§ Text to read
•••••

This past couple of weeks, when not battling the flu, the emphasis has been on getting ready for baby goats! The first babies are expected in the last half of May, when we should be busy planting! Better to get all the preparation done now, when we have the leisure. Farmer Man has been re-decorating the barn - preparing a nursery, for all practical purposes. No pastel wallpapers or anything like that, but a separate fenced pen with a draft-free box that will accommodate one new Momma and her offspring. The goat part of the barn has been completely emptied, swept, new pens and fencing constructed and new straw installed.
Along with babies, of course, will come the milk! The whole point of this little herd is to collect milk and for that we need a milking stand. As is usual around Aagaard Farms, we were looking to make our own! Found some great plans for a little stand on Fias Co Farms website. I think we've mentioned it before, but if you have goats you really need to check out Fias Co Farms - they're sharing lots of great info for goat owners! We downloaded a great set of plans (all they ask is a small donation) and Farmer Man got busy, using all pieces of wood and plywood that were here already! I think the only purchase was a feed bucket which hooks over the front 2x4, which we found at Total Farm Supply in Brandon. Today was the day to test it out, and start to get the girls used to it. We'll get them well acquainted with it now, using it to groom and trim hooves, so they are completely comfortable when it comes time to milk.

•••••

§ Material provided
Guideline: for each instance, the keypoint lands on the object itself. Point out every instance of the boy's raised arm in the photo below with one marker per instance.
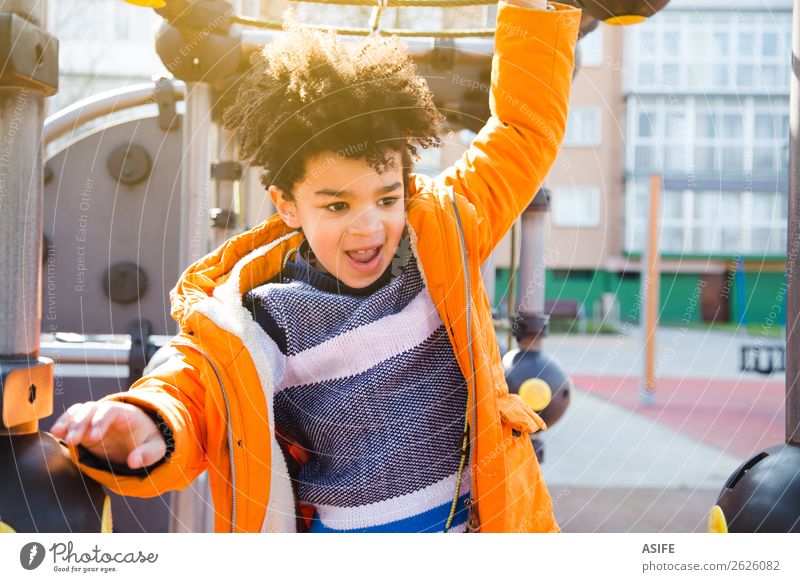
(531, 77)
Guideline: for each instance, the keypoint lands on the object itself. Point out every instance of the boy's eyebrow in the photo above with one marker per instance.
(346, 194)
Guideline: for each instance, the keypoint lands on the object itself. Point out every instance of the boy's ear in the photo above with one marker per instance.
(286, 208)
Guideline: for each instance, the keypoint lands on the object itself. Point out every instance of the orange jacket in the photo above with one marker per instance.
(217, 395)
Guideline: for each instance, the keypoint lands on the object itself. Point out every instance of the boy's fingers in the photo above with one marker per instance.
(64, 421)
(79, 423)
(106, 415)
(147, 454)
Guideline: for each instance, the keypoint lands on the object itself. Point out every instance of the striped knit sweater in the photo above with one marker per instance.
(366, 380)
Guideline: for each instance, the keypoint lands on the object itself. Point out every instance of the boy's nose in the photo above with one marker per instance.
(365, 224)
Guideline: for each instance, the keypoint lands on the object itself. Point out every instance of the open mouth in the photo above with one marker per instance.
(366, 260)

•••••

§ Job 1
Can you copy out all of the keypoint-guideline records word for word, including every coordinate line but omitting the pictures?
§ Job 2
How would the post about getting ready for baby goats and milking go on after its last sentence?
The goat-farm post and the records have no connection to each other.

§ Task output 1
Guideline: for each instance, the keypoint lands on the object itself. Point out every instance of the boy's raised arm in the photo below with one marker per instance.
(531, 77)
Guideline: for each instance, the keypoint lands on the object itself. Point out every instance of the boy's eyebrow in the photo above with one marker per instance.
(346, 194)
Guideline: for each instance, the keypoint lands on the object itself. Point out every instance of the boy's ear in the photo above with one marker per instance.
(286, 208)
Guideline: for each instance, the keypoint lands on the object itself. Point out every instance of the orange jacket in the photo above with one marker per instance.
(217, 395)
Guideline: for each instance, the keypoint lands on the object itself. Point out every instance of the boy's fingers in the photo above with one marker per instance.
(64, 421)
(79, 423)
(106, 415)
(147, 454)
Guideline: for each instance, the keypoint lands on the object itself. Point out every instance of the striped knit sweater in the photo above with one marker per instance.
(366, 380)
Guideline: for each instance, the keypoint lands on the object itself. Point out every instance of the boy's nose in the photo above with one marker per instance.
(365, 224)
Guideline: for each instance, the keypoint lands on the object itself. Point out every instance of the open mouth in the photo above with one marker per instance.
(366, 260)

§ Task output 2
The first problem is that our little herd of four is pretty close. They go everywhere together! So, how do you get one on the milking stand, give them a little grain treat in the bucket and have them stay calm while three others are prancing around trying to get at the treat? The obvious answer seemed to be to keep the stand in Farmer Man's shop and bring the goats in one at a time. Now, we haven't trained the goatlings for a collar or bridle, so separating one out, getting her through the door solo and then shutting the door turned into a bit of a comedy show. Farmer Man did the door, seizing on the closest goat and directed her in while I headed off the other three. Mabel was first, and it all went quite well! She took quite calmly to being installed in the stand, showing just a little resistance when the yoke closed on her neck. As soon as her grain ration was in the bucket, she paid little mind while Farmer Man trimmed her hooves. The problem came when we decided we were done, and she didn't want to leave! She kept looking around for more treats!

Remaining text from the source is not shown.